● Source passage:

A weak polyprotic acid is an acid that is usually considered as weak acid in its monoprotic form (only one \(H^+\) in the molecule), but instead has more than one H^{+} in the molecule, therefore making it a polyprotic acid.

An Arrhenius acid donates a proton (\(H^+\)), so a polyprotic acid donates protons. However, a polyprotic acid differs from a monoprotic acid because it has more than one acidic \(H^+\), so it has the ability to donate multiple protons. As a *weak *polyprotic acid, it does not completely dissociate. Here are some examples of weak polyprotic acids:

- A triprotic acid: \(H_3PO_4\)
- A diprotic acid: \(H_2CO_3\)
- A diprotic acid: \(H_2SO_3\)

As an acid, a polyprotic acids have a very small acid dissociation constant (\(K_a\)), which measures the strength of the acid. K_{a} corresponds to the reaction of a weak acid with water and can be used to determine the pH of a solution. In the figure below, water serves as the base because it accepts a proton, H^{+}, from the phosphoric acid to become a hydronium ion. Phosphoric acid becomes a conjugate base because it loses a proton.

● Instruction A: Which weak polyprotic acids does the passage on weak polyprotic acids give as examples?
● Instruction B: In the passage on weak polyprotic acids, give the stretch from "- A diprotic acid: \(H_2SO_3\)" through "loses a proton." again, swapping "proton" for "hydrogen ion".
● Instruction C: According to the passage on weak polyprotic acids, what does the acid dissociation constant measure?

● Dataset excerpts:
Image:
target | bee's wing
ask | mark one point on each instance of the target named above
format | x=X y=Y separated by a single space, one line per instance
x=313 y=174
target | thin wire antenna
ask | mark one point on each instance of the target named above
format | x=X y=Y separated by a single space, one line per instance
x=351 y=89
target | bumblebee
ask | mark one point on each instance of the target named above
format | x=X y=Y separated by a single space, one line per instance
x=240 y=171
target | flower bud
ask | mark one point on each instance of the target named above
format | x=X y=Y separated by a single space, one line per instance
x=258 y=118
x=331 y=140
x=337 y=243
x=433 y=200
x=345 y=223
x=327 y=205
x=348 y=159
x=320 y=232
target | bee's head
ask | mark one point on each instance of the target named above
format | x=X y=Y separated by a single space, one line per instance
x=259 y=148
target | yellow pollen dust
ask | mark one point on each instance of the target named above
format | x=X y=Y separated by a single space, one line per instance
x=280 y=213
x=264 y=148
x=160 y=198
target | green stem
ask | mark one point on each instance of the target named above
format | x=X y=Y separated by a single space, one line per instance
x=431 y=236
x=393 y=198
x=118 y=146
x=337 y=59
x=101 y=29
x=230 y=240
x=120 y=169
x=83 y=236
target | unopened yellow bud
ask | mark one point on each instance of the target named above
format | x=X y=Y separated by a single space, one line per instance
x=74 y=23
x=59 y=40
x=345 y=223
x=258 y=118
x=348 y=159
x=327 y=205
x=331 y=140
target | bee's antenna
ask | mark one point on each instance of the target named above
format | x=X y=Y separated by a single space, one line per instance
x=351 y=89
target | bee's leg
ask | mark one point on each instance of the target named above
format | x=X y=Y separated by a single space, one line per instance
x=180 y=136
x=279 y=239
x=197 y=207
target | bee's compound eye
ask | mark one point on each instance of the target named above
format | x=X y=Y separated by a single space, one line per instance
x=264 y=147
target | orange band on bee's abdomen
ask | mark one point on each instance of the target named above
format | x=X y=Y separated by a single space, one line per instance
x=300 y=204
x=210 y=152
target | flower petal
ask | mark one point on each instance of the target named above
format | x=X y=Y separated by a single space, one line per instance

● Full output A: H3PO4 (a triprotic acid), H2CO3 (a diprotic acid), and H2SO3 (a diprotic acid).

● Full output B:
- A diprotic acid: \(H_2SO_3\)

As an acid, a polyprotic acids have a very small acid dissociation constant (\(K_a\)), which measures the strength of the acid. K_{a} corresponds to the reaction of a weak acid with water and can be used to determine the pH of a solution. In the figure below, water serves as the base because it accepts a hydrogen ion, H^{+}, from the phosphoric acid to become a hydronium ion. Phosphoric acid becomes a conjugate base because it loses a hydrogen ion.

● Full output C: It measures the strength of the acid.